* Information given:
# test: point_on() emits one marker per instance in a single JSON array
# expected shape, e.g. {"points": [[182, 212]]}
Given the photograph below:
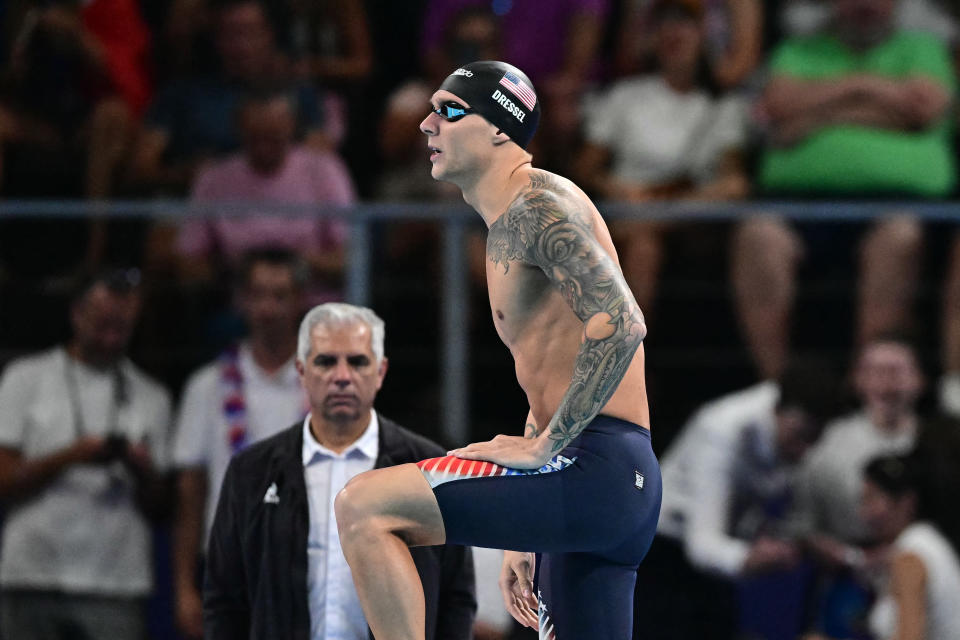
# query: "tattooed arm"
{"points": [[554, 233], [531, 430]]}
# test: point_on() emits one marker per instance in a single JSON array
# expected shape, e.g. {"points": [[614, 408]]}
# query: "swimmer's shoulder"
{"points": [[541, 189]]}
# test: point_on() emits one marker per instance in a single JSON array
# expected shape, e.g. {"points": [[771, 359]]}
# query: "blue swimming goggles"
{"points": [[452, 111]]}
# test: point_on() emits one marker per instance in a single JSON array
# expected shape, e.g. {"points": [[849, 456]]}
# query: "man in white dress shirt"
{"points": [[251, 391], [275, 568]]}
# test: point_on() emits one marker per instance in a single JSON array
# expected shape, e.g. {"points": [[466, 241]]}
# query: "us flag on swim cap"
{"points": [[519, 88]]}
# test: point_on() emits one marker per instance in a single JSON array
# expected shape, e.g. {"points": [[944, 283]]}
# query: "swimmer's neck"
{"points": [[497, 188]]}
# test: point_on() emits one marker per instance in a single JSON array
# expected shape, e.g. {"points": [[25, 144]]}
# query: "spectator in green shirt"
{"points": [[858, 110]]}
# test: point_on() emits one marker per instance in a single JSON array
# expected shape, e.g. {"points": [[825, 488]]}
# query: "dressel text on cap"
{"points": [[508, 104]]}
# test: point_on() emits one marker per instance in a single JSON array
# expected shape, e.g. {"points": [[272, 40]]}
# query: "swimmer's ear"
{"points": [[500, 138]]}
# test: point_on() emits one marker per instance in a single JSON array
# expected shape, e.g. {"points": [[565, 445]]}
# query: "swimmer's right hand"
{"points": [[516, 586]]}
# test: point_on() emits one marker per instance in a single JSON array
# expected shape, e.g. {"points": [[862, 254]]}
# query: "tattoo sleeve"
{"points": [[554, 233]]}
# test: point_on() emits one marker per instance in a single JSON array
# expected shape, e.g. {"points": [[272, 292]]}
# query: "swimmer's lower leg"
{"points": [[387, 583]]}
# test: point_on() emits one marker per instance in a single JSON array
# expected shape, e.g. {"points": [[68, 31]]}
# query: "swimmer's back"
{"points": [[553, 225]]}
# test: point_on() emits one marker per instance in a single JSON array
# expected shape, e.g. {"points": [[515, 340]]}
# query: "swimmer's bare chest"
{"points": [[538, 326]]}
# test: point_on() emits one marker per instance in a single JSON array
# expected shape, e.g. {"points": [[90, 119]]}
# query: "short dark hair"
{"points": [[117, 280], [896, 475], [809, 384], [274, 256]]}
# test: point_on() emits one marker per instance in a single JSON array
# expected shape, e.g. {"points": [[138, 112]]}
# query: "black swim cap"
{"points": [[501, 93]]}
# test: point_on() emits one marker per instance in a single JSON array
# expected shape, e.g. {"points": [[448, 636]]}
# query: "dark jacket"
{"points": [[256, 578]]}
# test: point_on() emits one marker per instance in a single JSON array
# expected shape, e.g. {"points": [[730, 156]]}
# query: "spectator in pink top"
{"points": [[271, 170]]}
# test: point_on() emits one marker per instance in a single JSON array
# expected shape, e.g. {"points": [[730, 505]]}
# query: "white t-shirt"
{"points": [[721, 475], [273, 402], [335, 610], [82, 533], [657, 135], [942, 585], [831, 482]]}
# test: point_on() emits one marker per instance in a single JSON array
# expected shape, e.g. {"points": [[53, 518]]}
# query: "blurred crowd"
{"points": [[789, 508]]}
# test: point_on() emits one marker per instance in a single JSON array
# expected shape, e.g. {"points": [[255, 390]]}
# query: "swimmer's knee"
{"points": [[349, 507]]}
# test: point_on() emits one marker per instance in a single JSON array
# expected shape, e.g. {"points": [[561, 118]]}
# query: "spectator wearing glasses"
{"points": [[83, 442]]}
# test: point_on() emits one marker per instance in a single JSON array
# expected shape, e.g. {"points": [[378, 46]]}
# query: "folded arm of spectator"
{"points": [[735, 65], [592, 167], [21, 477], [147, 166], [730, 181], [796, 109]]}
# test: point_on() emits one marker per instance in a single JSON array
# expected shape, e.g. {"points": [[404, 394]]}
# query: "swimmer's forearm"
{"points": [[597, 372]]}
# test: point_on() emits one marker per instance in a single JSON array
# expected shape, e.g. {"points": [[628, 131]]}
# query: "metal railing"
{"points": [[455, 218]]}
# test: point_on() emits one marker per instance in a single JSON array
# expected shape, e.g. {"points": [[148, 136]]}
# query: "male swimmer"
{"points": [[581, 488]]}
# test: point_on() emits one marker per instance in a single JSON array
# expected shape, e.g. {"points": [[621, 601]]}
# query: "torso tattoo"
{"points": [[548, 231]]}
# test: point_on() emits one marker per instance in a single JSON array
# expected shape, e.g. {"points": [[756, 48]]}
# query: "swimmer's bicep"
{"points": [[575, 262]]}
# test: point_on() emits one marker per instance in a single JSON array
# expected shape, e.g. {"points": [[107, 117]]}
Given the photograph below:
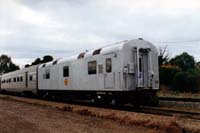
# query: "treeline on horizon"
{"points": [[180, 73]]}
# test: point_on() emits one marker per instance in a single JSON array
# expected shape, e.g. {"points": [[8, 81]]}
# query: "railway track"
{"points": [[128, 107], [170, 112], [179, 99]]}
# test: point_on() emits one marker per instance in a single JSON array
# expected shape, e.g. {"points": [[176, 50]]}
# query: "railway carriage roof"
{"points": [[104, 50]]}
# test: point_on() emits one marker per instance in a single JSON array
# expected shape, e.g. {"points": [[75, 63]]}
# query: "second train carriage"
{"points": [[24, 80], [123, 71]]}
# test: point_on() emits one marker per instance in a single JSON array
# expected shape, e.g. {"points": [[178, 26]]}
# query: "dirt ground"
{"points": [[25, 118]]}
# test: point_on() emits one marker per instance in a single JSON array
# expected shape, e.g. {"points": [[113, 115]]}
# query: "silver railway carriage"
{"points": [[24, 80], [124, 71]]}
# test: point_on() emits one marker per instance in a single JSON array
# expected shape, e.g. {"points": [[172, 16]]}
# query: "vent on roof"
{"points": [[81, 55], [55, 62], [96, 52]]}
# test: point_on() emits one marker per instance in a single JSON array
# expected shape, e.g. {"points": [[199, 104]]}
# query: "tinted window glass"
{"points": [[92, 67], [46, 75], [66, 71], [100, 68], [30, 77], [108, 65]]}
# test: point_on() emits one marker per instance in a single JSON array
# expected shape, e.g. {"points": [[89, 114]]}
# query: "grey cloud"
{"points": [[65, 27]]}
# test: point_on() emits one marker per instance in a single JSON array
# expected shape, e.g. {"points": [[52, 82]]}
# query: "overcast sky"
{"points": [[33, 28]]}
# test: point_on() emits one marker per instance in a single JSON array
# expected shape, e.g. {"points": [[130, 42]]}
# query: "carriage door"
{"points": [[143, 68], [108, 74], [26, 79]]}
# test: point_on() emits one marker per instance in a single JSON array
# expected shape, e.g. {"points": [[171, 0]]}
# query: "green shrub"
{"points": [[186, 81]]}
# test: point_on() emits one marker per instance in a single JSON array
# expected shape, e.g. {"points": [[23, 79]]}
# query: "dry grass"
{"points": [[159, 123]]}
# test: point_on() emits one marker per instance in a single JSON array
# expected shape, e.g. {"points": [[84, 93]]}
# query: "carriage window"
{"points": [[17, 79], [30, 77], [66, 71], [108, 65], [100, 68], [140, 64], [92, 67], [21, 79], [14, 79]]}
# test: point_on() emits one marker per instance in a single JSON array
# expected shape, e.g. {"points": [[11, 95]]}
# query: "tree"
{"points": [[184, 61], [6, 64], [163, 56], [27, 65], [47, 58], [36, 62]]}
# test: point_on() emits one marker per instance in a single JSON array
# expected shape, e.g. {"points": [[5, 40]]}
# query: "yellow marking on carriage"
{"points": [[66, 82]]}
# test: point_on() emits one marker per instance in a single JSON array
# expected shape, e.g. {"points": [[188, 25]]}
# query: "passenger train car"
{"points": [[124, 72]]}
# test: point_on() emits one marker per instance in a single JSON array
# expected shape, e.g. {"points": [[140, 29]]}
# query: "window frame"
{"points": [[92, 71], [65, 71], [108, 63]]}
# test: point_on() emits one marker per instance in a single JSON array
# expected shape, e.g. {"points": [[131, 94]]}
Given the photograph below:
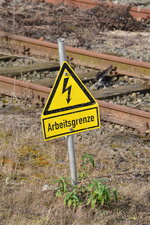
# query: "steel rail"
{"points": [[22, 45], [137, 12], [109, 112]]}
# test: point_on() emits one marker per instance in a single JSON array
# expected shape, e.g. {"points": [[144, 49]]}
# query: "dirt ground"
{"points": [[28, 163]]}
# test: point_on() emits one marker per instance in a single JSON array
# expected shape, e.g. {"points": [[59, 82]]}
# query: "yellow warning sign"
{"points": [[70, 107]]}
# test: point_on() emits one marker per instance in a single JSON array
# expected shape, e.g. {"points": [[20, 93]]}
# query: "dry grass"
{"points": [[28, 163]]}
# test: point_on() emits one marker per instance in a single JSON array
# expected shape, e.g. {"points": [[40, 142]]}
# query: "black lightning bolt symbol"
{"points": [[67, 89]]}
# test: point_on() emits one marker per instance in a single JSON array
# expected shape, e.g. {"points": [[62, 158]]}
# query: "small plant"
{"points": [[99, 194], [62, 186], [94, 193], [72, 198], [86, 159]]}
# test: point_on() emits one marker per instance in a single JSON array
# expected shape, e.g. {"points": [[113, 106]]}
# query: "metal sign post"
{"points": [[70, 141]]}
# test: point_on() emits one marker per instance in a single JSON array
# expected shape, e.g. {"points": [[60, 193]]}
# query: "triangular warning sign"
{"points": [[68, 93]]}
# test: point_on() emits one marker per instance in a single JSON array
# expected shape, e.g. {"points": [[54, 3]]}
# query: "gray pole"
{"points": [[70, 142]]}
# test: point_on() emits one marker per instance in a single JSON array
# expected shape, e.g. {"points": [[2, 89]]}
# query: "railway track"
{"points": [[20, 45], [137, 12]]}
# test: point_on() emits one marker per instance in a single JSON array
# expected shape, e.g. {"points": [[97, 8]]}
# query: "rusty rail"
{"points": [[109, 112], [23, 45]]}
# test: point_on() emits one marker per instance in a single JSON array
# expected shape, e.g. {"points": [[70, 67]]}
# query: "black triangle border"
{"points": [[68, 68]]}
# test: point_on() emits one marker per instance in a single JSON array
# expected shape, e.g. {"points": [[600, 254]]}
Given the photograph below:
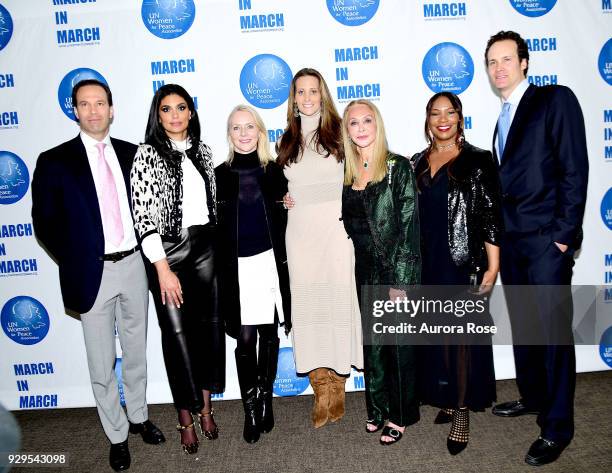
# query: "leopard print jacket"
{"points": [[157, 191]]}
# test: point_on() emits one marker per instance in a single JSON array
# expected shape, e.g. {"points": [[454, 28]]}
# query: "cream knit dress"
{"points": [[324, 307]]}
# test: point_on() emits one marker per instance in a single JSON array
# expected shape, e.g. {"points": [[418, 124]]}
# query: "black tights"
{"points": [[247, 340]]}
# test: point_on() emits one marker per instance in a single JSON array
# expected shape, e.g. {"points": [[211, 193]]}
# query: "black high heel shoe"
{"points": [[209, 434], [373, 423], [188, 448], [460, 431]]}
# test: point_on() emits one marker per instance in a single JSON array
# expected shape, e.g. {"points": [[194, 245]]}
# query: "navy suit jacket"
{"points": [[67, 220], [544, 168]]}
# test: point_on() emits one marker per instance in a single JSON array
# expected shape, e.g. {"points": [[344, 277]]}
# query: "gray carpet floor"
{"points": [[497, 445]]}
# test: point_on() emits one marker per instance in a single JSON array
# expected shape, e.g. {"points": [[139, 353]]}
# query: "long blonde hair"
{"points": [[351, 151], [263, 144]]}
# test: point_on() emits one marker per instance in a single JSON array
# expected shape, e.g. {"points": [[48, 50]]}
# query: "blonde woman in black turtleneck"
{"points": [[252, 262]]}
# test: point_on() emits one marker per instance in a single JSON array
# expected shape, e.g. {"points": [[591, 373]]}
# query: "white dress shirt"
{"points": [[194, 206], [513, 100], [129, 237]]}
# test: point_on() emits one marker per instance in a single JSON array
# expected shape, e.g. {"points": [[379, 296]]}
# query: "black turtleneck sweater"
{"points": [[253, 234]]}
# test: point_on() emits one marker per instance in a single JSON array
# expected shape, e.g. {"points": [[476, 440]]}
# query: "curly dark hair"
{"points": [[156, 136]]}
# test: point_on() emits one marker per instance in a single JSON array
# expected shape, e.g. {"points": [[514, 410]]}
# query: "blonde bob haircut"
{"points": [[263, 144], [352, 151]]}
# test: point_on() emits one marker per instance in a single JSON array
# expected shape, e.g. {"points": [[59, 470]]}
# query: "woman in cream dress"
{"points": [[325, 310]]}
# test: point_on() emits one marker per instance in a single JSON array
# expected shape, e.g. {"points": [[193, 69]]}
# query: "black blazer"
{"points": [[544, 168], [67, 220], [273, 187]]}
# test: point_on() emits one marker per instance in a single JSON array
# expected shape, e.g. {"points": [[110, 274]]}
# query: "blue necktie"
{"points": [[503, 127]]}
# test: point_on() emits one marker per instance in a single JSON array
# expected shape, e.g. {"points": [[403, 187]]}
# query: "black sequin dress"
{"points": [[449, 376]]}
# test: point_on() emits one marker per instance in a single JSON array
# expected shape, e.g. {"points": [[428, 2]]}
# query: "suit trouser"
{"points": [[193, 337], [541, 317], [123, 299]]}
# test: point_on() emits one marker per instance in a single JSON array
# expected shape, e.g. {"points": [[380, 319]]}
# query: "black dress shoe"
{"points": [[150, 433], [513, 409], [544, 451], [119, 457]]}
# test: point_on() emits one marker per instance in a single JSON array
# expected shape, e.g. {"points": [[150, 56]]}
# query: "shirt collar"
{"points": [[517, 94], [90, 142]]}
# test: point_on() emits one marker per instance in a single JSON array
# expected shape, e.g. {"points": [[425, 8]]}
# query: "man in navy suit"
{"points": [[81, 213], [541, 148]]}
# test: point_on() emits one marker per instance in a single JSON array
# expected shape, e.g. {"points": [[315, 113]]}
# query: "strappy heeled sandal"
{"points": [[389, 431], [372, 422], [188, 448], [209, 434]]}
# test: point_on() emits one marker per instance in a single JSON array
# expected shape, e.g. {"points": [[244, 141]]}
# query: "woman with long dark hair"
{"points": [[252, 271], [461, 224], [324, 306], [380, 215], [173, 197]]}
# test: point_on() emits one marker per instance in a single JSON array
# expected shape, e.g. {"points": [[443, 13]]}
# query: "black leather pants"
{"points": [[193, 338]]}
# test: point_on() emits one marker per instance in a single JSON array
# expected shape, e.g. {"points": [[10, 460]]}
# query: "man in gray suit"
{"points": [[81, 212]]}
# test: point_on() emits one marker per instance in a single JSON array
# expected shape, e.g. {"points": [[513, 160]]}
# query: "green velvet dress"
{"points": [[382, 221]]}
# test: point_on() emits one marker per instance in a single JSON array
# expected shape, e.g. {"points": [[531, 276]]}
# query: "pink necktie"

* What is expected: Count the lines of the records that contain the word "sign" and give only that number.

* Result: 3